Given data:
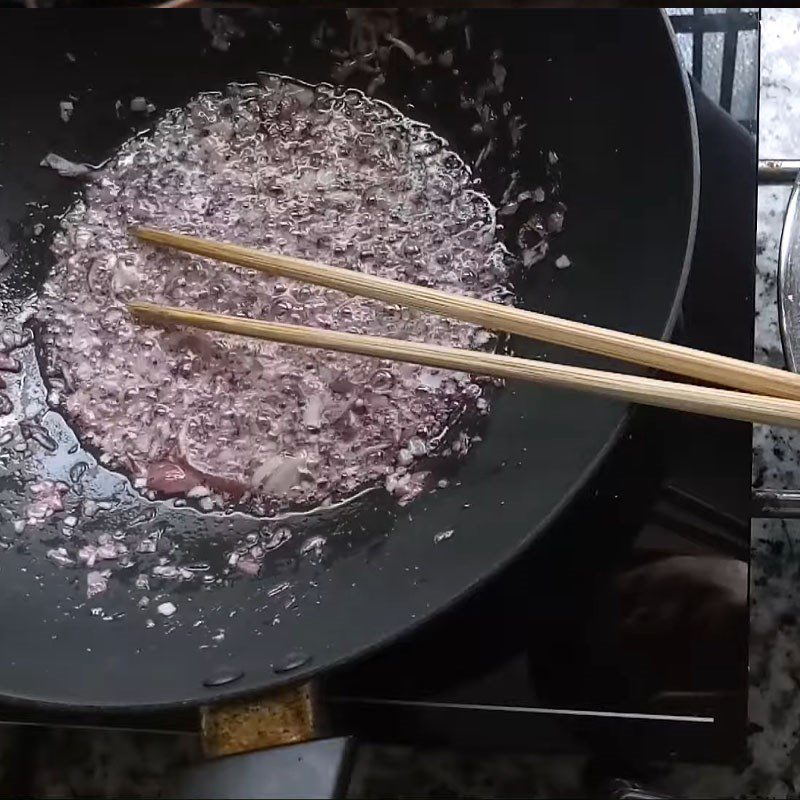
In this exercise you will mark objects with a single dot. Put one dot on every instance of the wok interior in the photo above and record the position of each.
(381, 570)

--

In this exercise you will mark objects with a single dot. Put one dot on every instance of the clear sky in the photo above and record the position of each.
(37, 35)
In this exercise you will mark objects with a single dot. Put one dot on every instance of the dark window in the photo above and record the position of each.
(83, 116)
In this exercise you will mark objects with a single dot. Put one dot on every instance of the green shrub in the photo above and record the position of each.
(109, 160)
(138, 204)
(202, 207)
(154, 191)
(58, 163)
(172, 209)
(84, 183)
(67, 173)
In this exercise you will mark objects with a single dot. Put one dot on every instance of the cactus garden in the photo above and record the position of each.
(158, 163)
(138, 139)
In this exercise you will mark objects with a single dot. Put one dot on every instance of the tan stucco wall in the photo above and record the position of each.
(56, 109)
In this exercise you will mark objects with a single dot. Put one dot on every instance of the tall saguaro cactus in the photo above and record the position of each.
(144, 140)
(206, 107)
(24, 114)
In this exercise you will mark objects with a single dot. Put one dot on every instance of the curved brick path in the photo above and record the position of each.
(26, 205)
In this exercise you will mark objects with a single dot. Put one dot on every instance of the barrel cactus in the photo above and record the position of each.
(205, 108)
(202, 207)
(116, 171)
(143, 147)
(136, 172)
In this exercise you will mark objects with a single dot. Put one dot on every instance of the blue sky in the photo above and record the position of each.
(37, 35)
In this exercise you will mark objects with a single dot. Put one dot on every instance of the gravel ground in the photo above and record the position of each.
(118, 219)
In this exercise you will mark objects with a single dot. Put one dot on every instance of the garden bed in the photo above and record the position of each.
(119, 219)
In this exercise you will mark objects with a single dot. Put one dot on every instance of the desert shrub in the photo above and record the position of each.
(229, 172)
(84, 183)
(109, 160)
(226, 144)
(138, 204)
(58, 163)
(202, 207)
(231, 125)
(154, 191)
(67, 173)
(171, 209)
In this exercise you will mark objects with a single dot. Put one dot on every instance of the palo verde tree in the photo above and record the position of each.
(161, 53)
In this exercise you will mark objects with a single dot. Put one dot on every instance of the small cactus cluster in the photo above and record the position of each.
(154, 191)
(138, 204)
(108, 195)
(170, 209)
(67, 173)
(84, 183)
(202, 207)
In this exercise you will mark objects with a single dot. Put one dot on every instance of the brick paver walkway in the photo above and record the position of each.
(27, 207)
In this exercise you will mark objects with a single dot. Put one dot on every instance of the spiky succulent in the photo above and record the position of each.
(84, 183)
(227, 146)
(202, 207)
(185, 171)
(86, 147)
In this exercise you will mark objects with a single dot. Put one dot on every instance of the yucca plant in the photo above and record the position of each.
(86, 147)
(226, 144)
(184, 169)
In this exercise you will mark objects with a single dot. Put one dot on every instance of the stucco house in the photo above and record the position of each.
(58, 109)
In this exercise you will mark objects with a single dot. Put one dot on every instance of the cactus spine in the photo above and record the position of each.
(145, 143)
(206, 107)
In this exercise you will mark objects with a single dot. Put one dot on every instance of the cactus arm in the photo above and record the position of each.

Work request: Everything from the line with "the cactus spine" through the line with "the cactus arm" in the listing above must be retyped exactly, with nothing added.

Response area:
In this exercise you will mark objects with a single dot. Put one dot on every instance of the cactus spine in the photo above and record the position of each.
(145, 143)
(206, 107)
In this exercise you will mark objects with a single dot. Put one dot on every instance of the cactus arm in the photo above and record the position of each.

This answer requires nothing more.